(A run of records)

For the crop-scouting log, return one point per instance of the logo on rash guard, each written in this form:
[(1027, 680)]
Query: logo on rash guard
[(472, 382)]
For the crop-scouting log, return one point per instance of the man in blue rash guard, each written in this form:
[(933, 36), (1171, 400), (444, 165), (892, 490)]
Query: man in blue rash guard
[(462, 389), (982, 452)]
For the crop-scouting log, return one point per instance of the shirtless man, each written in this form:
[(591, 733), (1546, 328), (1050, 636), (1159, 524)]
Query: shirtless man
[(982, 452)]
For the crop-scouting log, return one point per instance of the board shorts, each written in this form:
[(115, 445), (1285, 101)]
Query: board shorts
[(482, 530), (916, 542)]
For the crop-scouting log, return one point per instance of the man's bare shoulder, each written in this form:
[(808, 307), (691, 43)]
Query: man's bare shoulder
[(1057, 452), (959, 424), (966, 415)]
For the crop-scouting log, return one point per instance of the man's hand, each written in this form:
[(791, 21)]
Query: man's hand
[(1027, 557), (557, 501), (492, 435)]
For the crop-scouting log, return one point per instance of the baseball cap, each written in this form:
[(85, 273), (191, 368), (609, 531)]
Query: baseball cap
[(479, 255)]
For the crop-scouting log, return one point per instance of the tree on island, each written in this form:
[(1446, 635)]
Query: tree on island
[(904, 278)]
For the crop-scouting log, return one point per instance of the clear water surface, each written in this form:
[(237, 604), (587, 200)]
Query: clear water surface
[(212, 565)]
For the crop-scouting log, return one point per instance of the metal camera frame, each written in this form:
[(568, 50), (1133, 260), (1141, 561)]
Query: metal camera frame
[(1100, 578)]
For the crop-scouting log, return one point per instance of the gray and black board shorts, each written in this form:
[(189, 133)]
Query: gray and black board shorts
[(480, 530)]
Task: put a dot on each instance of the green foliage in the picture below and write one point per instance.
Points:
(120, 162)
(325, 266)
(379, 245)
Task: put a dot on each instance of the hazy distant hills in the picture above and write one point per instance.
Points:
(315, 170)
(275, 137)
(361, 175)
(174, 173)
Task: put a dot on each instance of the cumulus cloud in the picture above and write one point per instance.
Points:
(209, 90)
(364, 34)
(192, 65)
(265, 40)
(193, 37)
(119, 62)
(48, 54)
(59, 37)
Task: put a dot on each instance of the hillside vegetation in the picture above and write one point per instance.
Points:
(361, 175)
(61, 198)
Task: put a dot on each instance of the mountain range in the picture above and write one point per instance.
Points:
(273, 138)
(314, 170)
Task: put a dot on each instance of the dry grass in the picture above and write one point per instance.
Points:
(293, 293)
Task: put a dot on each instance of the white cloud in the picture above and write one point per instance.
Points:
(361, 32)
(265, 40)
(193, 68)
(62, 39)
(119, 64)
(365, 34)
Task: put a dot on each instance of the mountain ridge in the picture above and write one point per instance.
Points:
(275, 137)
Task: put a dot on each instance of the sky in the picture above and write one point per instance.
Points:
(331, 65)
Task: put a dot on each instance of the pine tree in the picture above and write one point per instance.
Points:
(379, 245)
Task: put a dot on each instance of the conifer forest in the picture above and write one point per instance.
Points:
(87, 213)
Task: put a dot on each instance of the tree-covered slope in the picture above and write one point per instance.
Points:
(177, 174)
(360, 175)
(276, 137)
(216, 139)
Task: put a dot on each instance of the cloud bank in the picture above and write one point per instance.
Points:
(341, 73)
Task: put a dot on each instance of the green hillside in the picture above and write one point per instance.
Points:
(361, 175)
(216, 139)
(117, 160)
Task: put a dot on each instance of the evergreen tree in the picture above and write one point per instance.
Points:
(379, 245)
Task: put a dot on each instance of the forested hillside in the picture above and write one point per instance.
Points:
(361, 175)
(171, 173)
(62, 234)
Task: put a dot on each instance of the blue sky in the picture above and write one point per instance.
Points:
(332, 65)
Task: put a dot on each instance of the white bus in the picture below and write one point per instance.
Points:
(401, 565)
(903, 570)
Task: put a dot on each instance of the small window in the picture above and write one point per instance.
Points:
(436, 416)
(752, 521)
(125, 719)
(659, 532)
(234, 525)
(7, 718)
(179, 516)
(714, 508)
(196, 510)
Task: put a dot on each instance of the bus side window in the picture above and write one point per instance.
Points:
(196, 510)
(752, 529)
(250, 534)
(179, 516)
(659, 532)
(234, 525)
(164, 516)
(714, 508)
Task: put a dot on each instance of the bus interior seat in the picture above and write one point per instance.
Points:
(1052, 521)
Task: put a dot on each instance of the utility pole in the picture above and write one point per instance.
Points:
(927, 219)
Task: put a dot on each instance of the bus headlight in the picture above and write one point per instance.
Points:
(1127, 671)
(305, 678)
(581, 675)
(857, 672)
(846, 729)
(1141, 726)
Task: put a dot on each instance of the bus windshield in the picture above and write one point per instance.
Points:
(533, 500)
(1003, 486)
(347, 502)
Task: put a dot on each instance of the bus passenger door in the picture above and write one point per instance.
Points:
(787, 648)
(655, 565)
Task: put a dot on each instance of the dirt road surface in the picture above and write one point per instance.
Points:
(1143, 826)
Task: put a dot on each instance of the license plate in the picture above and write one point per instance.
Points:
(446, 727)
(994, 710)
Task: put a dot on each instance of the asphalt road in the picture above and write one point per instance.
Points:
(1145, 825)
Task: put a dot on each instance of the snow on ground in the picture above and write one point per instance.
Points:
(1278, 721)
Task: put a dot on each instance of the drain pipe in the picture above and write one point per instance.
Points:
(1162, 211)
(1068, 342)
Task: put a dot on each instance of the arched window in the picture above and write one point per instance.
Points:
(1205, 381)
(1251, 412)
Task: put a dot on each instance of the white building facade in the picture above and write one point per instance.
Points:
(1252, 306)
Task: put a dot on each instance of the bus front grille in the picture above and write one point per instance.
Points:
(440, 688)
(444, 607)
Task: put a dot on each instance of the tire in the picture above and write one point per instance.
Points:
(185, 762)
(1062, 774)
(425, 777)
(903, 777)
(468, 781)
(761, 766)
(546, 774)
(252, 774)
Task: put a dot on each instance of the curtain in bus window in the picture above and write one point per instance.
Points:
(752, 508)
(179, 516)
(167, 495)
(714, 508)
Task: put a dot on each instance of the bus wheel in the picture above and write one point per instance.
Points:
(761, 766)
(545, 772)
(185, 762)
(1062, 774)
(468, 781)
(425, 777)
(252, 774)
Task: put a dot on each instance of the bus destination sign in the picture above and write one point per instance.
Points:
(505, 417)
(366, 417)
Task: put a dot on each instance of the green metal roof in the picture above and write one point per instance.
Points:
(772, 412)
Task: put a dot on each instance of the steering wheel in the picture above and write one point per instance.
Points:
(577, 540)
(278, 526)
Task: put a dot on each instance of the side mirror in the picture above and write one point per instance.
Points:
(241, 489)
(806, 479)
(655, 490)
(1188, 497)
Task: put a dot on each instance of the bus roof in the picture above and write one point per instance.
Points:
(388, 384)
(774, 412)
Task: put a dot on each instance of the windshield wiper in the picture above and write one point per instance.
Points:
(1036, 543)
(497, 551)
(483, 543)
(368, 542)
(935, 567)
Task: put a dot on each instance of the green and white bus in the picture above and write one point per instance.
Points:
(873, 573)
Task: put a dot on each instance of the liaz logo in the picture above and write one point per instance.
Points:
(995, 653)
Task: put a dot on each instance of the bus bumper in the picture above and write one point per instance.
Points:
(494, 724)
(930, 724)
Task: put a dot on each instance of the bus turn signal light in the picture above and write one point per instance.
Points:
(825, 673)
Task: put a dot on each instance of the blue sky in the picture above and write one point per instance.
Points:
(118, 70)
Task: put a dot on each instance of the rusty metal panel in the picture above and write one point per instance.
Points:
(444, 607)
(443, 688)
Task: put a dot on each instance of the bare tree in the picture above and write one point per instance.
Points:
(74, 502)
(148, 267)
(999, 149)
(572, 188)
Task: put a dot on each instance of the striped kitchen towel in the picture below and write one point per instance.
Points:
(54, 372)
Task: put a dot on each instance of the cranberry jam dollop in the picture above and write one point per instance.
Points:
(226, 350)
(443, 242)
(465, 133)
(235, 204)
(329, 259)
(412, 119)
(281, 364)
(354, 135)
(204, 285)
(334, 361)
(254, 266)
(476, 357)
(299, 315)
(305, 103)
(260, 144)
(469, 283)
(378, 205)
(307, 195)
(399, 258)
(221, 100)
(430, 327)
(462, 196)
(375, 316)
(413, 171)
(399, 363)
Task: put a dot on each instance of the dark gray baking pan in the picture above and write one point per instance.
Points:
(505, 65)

| What is asked |
Please write out again the part of the listing above that opens with its first line and closes with the line containing "[(462, 389), (982, 452)]", including both of those lines.

| Output for this task |
For the crop-scouting log, return one point per instance of the logo on rash guard, each written in this form:
[(1027, 680)]
Query: logo on rash guard
[(472, 382)]
For the crop-scouting log, return one point per instance of the man in blue rash guard, each written in this form:
[(933, 36), (1171, 400), (444, 165), (892, 490)]
Query: man in blue rash guard
[(462, 389), (982, 452)]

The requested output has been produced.